Please condense the paragraph beginning "TOOTS & THE MAYTALS – Funky Kingston" in the record reviews below into a shorter paragraph that keeps its main facts.
─── PROVIDED TEXT
ELTON JOHN – Regimental Sgt. Zippo (Rocket/UMe RSDRSZ2021) – This one’s really out of left field! Yeah, if you’re trying to guess by the album cover, you’re right: it’s a psychedelic EJ album that was never released. Recorded in early 1968 at DJM Studio in London (home of Elton’s record label in the UK), it’s Elton and Bernie Taupin in their salad days, taking a break from trying to find their own voice and instead working up some groovy, of-the-moment (but now fairly aged) psych-pop. Surprisingly, the arrangements are much more fleshed out than I was expecting, sounding very much like a serious attempt to write an album’s worth of tunes good enough to release. And they are/were! Why this wasn’t put out until now is a good question, and probably even Sir Elton doesn’t quite remember. But at this point in his career – and after most of these songs made their debut on last year’s Jewel Box set – it makes sense to put out a vinyl relic of what Elton & Bernie were spending their time on while still wearing creative short pants. The songs are certainly on the derivative side but they’re fun to listen to, making Sgt. Zippo a nice one to reach for when you’re in the mood for something different. And I like the play on Elton’s given name, too.
TOOTS & THE MAYTALS – Funky Kingston (Get On Down/Island GET54103-LP) – This is one of the greatest reggae albums of the ’70s, even if this particular configuration isn’t the same as its original Jamaican counterpart. Funky Kingston, as it has been since its first international release, is mostly that original issue, with a few tracks brought over from another album and “Pressure Drop” ported over from a ’69 single. Whether or not you consider this a proper album or a compilation, you can’t dispute that this may have been Toots’ peak as an artist. I would’ve liked them to do a 2LP set containing the original Funky, with the extra tracks they swapped in from In the Dark, and whatever else would’ve made sense. But, I guess for that there’s always my Very Best Of… CD, not to mention a host of other compilations still available.
──────
─── EXTRACTED ENTRIES
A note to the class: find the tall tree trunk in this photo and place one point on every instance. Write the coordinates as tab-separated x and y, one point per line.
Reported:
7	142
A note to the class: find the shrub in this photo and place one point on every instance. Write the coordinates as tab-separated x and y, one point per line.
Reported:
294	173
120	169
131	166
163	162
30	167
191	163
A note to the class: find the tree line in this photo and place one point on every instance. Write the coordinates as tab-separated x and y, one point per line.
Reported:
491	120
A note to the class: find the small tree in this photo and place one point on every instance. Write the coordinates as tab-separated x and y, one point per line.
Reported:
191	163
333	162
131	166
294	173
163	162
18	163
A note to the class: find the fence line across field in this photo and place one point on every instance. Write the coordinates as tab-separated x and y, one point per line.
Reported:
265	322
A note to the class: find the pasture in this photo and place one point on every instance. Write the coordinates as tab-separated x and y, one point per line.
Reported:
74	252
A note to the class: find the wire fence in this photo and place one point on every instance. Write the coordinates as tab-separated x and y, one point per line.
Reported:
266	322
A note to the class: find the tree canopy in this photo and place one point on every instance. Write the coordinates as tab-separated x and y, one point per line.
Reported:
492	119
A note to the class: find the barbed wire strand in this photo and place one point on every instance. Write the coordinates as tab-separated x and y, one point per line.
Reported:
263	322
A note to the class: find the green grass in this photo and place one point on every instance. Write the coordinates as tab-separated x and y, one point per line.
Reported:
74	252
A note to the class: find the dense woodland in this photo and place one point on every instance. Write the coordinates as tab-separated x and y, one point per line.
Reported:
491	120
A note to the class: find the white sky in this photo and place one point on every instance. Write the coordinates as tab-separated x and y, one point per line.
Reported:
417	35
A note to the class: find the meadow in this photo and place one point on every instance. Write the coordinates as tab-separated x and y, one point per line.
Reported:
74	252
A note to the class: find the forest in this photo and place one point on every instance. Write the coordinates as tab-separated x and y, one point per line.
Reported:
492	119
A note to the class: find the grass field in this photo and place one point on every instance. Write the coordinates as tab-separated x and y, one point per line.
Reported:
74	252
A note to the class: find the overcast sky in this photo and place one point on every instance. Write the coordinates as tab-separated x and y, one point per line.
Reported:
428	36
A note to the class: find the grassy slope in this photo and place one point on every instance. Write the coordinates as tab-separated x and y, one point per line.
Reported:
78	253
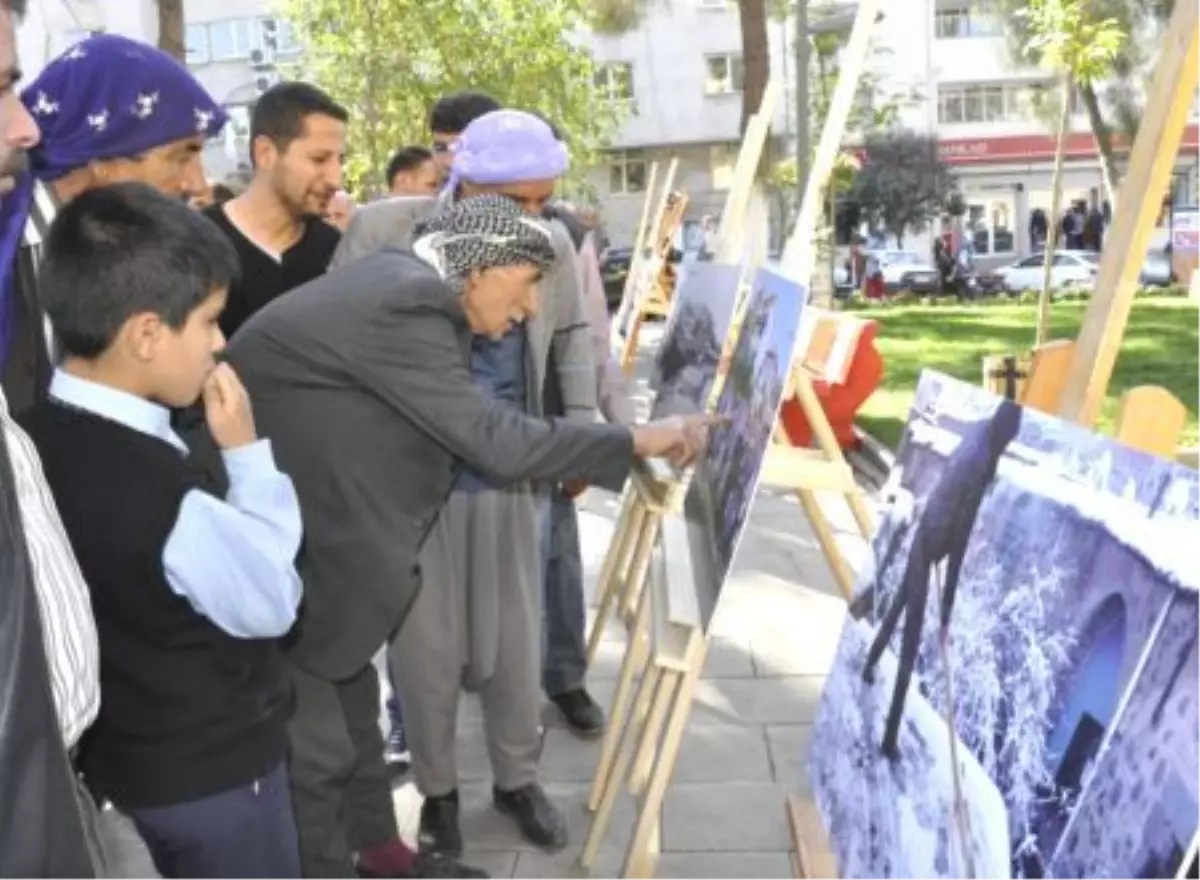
──────
> [SOLUTION TO THIS PROBLEM]:
Toots & the Maytals' Funky Kingston (Get On Down/Island GET54103-LP) is one of the greatest reggae albums of the '70s, though this version differs from the original Jamaican release. Since its first international release, it has been mostly that original issue, with a few tracks taken from In the Dark and "Pressure Drop" from a '69 single. Album or compilation, it may represent Toots' peak as an artist. The reviewer would have preferred a 2LP set with the original Funky, the swapped-in In the Dark tracks and other fitting material, but notes that a Very Best Of… CD and many other compilations are still available.